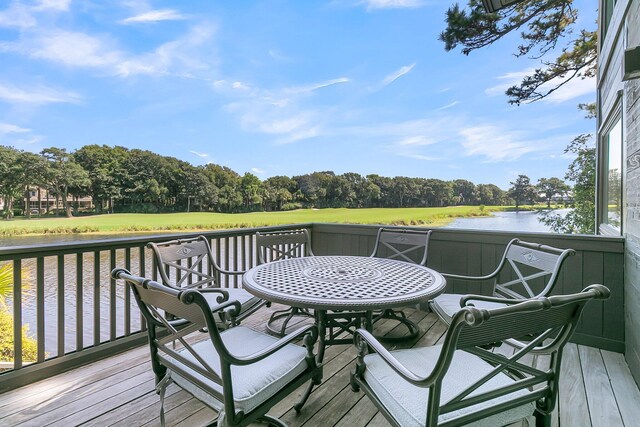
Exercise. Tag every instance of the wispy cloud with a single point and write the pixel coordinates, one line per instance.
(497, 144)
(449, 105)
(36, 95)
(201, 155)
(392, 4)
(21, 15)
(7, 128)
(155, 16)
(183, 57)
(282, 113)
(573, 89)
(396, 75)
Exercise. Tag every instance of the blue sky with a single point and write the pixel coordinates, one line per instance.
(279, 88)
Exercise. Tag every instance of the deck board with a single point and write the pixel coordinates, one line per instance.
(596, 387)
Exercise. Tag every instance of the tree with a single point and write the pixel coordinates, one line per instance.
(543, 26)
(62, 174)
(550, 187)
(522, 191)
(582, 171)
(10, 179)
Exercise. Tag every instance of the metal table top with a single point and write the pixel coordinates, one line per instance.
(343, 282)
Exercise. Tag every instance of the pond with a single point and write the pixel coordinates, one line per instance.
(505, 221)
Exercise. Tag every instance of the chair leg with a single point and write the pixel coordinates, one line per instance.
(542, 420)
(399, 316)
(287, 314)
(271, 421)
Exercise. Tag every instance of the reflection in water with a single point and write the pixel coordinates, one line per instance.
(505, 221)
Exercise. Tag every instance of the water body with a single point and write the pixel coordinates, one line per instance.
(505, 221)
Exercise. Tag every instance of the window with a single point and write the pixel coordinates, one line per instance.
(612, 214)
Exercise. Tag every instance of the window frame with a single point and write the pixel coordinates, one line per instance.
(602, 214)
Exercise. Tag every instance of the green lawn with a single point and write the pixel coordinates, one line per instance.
* * *
■ **Problem details**: Leaving out the pictures, restate the listing above exactly.

■ **Reply**:
Exercise. Tag every instance of the wispy cloud with a single point and write the pixel coordinates, one line per instance.
(497, 144)
(449, 105)
(36, 95)
(201, 155)
(392, 4)
(21, 15)
(7, 128)
(155, 16)
(183, 57)
(282, 113)
(573, 89)
(396, 75)
Exercise. Tag every instance of the blue sky with a single point and write the pixel coordinates, one line per instance.
(279, 88)
Exercise. Tag every instance of the deck board with a single point and write the pixel coordinates, one line per instance.
(596, 387)
Exercise. Tag every instance of the tree with a single point and write the pixel coordinates, one line per instance.
(543, 26)
(62, 174)
(550, 187)
(522, 191)
(582, 171)
(10, 179)
Exercise. Tag every instance of the metal table top with a single point and write the pixel coordinates, one line per instance.
(343, 282)
Exercise. Tag every instance of the pond with a single point and write the pixel coordinates, one line per instance.
(505, 221)
Exercise. Tag every instance of the chair leg with a single point and write the pixel coordinates, one line per instance.
(542, 420)
(399, 316)
(287, 314)
(271, 421)
Exercise. Tag every instance of the reflection in water with a single point and write the pixel coordinates, one line per instance.
(505, 221)
Exercise. Tag every instance of the water body with a single point and write the pixel coordinates, one line per instance.
(505, 221)
Exercise. Tag every instance of the window with a single point and write the pixel coordinates, one line per instance.
(612, 214)
Exercise. Tag every instance of the window frame with a single point and write the pixel coordinates, one line per instance.
(602, 214)
Exercise. Tag every instance of the green lawn with a single point and write the pixel coordinates, one line per instance.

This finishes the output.